Copy the listing starting at the line that contains "In this exercise you will locate the tree" and ending at the line that contains "point(632, 155)", substituting "place" for each "drop" and leaving everything else unchanged.

— start TASK INPUTS —

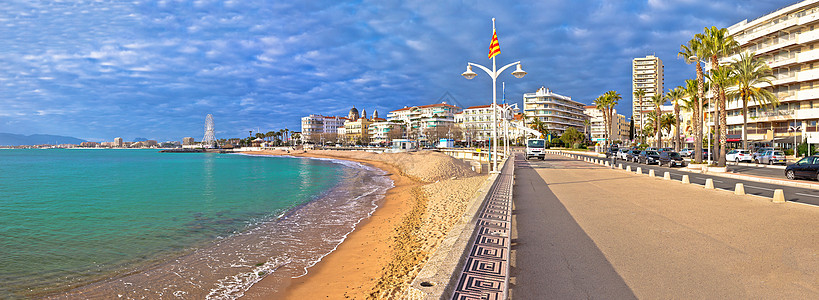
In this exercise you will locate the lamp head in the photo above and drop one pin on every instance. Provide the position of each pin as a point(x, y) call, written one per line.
point(519, 73)
point(469, 74)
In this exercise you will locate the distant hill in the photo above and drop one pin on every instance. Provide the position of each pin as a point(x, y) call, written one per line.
point(10, 139)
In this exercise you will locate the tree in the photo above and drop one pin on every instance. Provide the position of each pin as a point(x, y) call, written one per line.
point(675, 96)
point(657, 101)
point(752, 75)
point(716, 43)
point(539, 126)
point(571, 136)
point(693, 52)
point(640, 93)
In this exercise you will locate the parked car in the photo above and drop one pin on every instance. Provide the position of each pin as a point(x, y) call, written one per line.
point(807, 167)
point(759, 152)
point(671, 159)
point(648, 157)
point(771, 157)
point(622, 153)
point(738, 155)
point(632, 155)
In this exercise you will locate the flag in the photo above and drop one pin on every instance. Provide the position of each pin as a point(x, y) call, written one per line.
point(494, 47)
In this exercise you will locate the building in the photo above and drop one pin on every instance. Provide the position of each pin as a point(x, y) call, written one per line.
point(646, 74)
point(619, 126)
point(426, 122)
point(788, 40)
point(317, 128)
point(476, 122)
point(558, 112)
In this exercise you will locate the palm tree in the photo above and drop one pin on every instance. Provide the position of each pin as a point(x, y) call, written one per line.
point(751, 73)
point(721, 77)
point(657, 100)
point(666, 121)
point(693, 52)
point(717, 43)
point(539, 126)
point(639, 94)
point(675, 96)
point(601, 103)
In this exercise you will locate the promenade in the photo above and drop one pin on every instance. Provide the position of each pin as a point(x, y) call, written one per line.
point(585, 231)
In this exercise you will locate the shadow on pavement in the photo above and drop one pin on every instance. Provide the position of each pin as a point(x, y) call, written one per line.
point(554, 258)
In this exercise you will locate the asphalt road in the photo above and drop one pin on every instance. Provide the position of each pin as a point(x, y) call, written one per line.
point(794, 194)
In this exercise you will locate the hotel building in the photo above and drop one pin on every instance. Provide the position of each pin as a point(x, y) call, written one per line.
point(557, 111)
point(619, 127)
point(788, 40)
point(646, 74)
point(418, 120)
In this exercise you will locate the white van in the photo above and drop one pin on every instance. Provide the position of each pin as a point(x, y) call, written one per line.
point(536, 148)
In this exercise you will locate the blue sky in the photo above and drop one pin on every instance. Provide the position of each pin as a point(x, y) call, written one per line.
point(99, 69)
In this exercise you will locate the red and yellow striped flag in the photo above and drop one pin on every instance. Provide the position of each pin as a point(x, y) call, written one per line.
point(494, 46)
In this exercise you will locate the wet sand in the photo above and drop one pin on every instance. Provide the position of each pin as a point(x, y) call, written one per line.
point(385, 252)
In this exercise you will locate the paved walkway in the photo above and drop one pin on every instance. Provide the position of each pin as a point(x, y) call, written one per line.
point(583, 231)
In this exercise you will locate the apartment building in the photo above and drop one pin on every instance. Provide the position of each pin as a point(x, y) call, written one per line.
point(315, 128)
point(788, 40)
point(619, 127)
point(420, 120)
point(558, 112)
point(646, 74)
point(476, 121)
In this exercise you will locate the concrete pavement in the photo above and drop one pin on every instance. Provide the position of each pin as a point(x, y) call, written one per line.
point(584, 231)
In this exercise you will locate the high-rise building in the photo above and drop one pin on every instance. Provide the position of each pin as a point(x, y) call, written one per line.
point(788, 41)
point(558, 112)
point(646, 74)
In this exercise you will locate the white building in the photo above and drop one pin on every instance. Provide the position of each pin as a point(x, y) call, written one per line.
point(558, 112)
point(619, 126)
point(647, 74)
point(314, 127)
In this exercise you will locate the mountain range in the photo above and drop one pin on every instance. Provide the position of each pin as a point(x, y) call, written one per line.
point(11, 139)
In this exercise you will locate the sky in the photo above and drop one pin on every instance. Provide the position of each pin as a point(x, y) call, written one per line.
point(100, 69)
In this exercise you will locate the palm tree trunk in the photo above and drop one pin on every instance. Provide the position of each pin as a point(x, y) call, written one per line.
point(723, 116)
point(676, 127)
point(744, 123)
point(700, 96)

— end TASK INPUTS —

FINISHED TASK —
In this exercise you will locate the tree in the photo above and place one pin on every instance. Provide the position of each pin as a point(x, y) call, written one per line.
point(675, 96)
point(657, 101)
point(752, 75)
point(716, 43)
point(539, 126)
point(571, 136)
point(693, 52)
point(640, 93)
In this exercise you will locate the parked car in the photo above and place one pin on every instance. Provide the position of each pin as a point(x, y) call, written one per line.
point(807, 167)
point(759, 152)
point(671, 159)
point(648, 157)
point(771, 157)
point(622, 153)
point(738, 155)
point(632, 155)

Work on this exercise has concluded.